[Written instruction]: Exactly repeat the line that contains "For quality assurance, re-label every blue", then every line after it up to and including the final line.

Excerpts of labeled region data
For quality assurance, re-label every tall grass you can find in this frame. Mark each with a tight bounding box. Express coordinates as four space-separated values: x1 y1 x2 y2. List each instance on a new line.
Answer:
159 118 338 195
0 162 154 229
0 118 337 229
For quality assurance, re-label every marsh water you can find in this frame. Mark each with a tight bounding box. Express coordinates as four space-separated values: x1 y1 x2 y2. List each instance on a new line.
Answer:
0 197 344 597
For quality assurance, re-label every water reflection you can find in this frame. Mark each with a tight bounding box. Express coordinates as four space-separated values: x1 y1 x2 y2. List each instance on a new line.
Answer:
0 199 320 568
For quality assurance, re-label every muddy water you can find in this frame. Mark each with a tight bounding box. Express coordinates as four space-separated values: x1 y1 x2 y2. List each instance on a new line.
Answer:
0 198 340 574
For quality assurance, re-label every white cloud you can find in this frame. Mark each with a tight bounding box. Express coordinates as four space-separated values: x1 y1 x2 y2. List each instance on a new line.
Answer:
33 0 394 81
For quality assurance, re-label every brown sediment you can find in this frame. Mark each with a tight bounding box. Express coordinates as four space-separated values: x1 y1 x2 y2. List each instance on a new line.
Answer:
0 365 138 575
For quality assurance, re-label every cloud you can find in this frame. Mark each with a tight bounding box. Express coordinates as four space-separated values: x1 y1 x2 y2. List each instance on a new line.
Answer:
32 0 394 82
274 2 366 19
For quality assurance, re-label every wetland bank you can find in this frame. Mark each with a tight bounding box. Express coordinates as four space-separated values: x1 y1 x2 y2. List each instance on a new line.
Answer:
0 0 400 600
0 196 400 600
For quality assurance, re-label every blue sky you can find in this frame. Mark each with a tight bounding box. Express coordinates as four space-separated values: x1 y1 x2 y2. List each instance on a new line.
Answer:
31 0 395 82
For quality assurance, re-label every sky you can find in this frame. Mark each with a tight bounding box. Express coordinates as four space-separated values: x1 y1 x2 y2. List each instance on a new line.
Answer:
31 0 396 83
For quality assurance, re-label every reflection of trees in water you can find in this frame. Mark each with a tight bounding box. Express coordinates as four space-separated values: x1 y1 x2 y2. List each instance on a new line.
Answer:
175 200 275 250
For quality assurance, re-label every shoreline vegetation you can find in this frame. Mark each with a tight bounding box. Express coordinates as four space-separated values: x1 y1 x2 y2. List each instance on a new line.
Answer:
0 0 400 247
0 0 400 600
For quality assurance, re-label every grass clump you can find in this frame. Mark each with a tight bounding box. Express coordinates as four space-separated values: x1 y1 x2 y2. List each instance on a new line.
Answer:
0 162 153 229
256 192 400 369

[Output]:
For quality assurance, re-label every blue sky you can find in this frame. Mark each with a tight bounding box. Express coordinates as four space-separated values: x1 y1 x2 y2. List each instance on a new line.
Answer:
31 0 395 82
For quality assurance, re-label every sky you can find in this frame. Mark each with a tight bounding box. Express coordinates as four space-separated values: x1 y1 x2 y2. List each instance on a new line.
Answer:
31 0 396 83
For quality assurance, re-label every reflection of trees in water you can find in this frame. Mark each with a tight bounding box. Express coordinates as four space-separated values: x1 y1 x2 y2. List each instance on a new line.
Answer:
175 200 275 250
For quality assurance, re-label every shoreline vegetation you can find in this frame. Mark each with a tight bounding box. Express coordinates as four space-separated values: x1 y1 x2 y2. List each instance on a new line.
Answer:
0 0 400 247
0 0 400 600
For quality assurance, re-label every grass clump you can find in this frame. Mark each with a tight bounding box. Express coordinates as four space-separated values: x1 y1 x2 y2. List each instance on a new line.
Answer:
0 162 153 229
256 192 400 369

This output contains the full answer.